▶ Tarefas a cumprir
(1) Liste todos os trechos que aparecem entre aspas no texto sobre Rino Bonvini.
(2) Escreva a continuação do texto sobre Rino Bonvini a partir do ponto em que ele termina.

▶ Texto selecionado
────────

Em 1976, o então jovem de 18 anos resolveu se deparar com uma nova realidade: levar adoentados e feridos para o hospital de Milão, na Itália. Por conta própria, foi ser motorista de ambulância. Sem receber um centavo sequer, apenas como voluntário. Conviveu de perto com o sofrimento. Uma experiência que o fez ver como a “vida é frágil“. Mas amadureceu. E, a partir daquele momento, o adolescente Rino Bonvini decidiu ser médico. Só que não queria ser um doutor como tantos outros, dar expediente num hospital qualquer. Queria se dedicar ao próximo, viajar pelo mundo atrás de quem precisasse de ajuda.

O homem de fala mansa e ligado à natureza diz que sempre teve “Cristo no coração“. Mas, apesar de católico, nunca concordou com a proposta conservadora do Vaticano. “Não acreditava naquele tipo de Igreja que abafava a consciência das pessoas para manter o apartheid social, que gera milhões de pobres“. Até conhecer os Missionários Combonianos. A forma como a congregação italiana atuava junto aos pobres seduziu o jovem médico. “Eles me apresentaram uma outra cara da Igreja“, lembra. E ingressou no seminário aos 30 anos.

────────

▶ Registros fornecidos
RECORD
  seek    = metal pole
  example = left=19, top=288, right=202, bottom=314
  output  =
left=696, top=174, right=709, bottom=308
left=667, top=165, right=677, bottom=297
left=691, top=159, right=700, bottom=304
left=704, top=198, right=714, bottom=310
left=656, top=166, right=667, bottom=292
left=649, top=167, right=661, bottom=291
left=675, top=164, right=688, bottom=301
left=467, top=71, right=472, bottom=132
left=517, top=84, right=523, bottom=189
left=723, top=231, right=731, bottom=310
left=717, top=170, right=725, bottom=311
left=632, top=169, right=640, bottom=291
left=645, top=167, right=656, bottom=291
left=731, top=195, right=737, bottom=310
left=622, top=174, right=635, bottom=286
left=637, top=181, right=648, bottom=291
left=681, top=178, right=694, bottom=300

────────

▶ Respostas dos exercícios
(1)
- vida é frágil
- Cristo no coração
- Não acreditava naquele tipo de Igreja que abafava a consciência das pessoas para manter o apartheid social, que gera milhões de pobres
- Eles me apresentaram uma outra cara da Igreja

(2)
Conheceu o Brasil em 1993, durante um congresso no Rio de Janeiro. Três anos mais tarde, já em Fortaleza, fundou o Movimento de Saúde Mental Comunitária do Bom Jardim. No coração de um dos bairros mais populosos e violentos de Fortaleza, padre Rino e sua equipe de voluntários atendem cerca de 2 mil pessoas por mês.

Hoje, aos 51 anos, o homem que nunca teve medo de questionar alguns paradigmas da Igreja coloca seus dotes como médico e sacerdote a serviço da comunidade. E faz questão de salientar que as duas carreiras têm a mesma importância em sua vida. “Aprendi a escutar melhor as pessoas, cada qual com sua necessidade“.

O POVO – Qual foi a trajetória do senhor até chegar ao Brasil? Já era engajado em movimentos sociais?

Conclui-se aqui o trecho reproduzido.